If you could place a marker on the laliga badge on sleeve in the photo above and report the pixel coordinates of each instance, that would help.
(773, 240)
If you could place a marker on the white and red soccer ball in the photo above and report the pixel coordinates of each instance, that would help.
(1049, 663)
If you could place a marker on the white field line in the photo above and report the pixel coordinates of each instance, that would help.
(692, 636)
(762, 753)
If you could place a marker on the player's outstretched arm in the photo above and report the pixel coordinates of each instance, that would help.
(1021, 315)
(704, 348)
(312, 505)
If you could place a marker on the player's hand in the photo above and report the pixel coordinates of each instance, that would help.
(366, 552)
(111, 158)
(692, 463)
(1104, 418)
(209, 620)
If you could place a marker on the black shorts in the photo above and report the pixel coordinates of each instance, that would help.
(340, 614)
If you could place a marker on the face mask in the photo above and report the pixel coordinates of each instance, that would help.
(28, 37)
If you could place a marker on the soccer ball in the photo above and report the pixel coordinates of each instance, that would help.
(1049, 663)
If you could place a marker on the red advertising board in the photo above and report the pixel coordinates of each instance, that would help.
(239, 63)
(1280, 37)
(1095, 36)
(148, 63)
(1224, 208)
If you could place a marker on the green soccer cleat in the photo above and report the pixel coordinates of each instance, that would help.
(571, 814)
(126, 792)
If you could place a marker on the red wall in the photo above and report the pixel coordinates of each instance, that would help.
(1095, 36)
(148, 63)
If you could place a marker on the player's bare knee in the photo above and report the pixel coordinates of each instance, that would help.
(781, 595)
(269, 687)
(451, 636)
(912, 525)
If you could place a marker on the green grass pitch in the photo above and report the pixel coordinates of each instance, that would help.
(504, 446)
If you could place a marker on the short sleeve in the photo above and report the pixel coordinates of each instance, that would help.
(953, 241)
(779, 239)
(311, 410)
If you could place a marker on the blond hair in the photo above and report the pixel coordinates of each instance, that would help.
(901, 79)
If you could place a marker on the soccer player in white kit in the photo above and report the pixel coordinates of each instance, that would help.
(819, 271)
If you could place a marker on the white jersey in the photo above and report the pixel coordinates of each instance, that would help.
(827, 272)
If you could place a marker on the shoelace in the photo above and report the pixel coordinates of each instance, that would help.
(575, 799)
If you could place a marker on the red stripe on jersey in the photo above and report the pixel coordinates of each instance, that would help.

++++++++++

### Stated task
Repeat the entries word for word, starting at the line that contains "If you could place a marker on the green grass" and ending with the final line of the entries.

### Solution to this task
If you could place a marker on the green grass pitch in the photo above and report the pixel coordinates of each instance, that would help.
(504, 446)
If you could place a marker on the short sleeve in the photo above and report the pixel coordinates of each instance, that would help.
(953, 241)
(779, 239)
(311, 410)
If you could place a marker on the blond hair in the photo above and report the pixel coordinates of each instance, that would help.
(901, 79)
If you could place a marker on the soccer player in white kit in the photo above and report the pixel coordinates of each instance, that would help.
(819, 271)
If you could place a marker on the white jersey in the photo above and report the pixel coordinates of each instance, that would help.
(827, 272)
If you could place a marker on the shoelace in the photo above and report the pixel coordinates of each instance, that would help.
(575, 799)
If you could place a marker on the red stripe on jersey in the photo above and report the pixel coordinates of each instance, that would help.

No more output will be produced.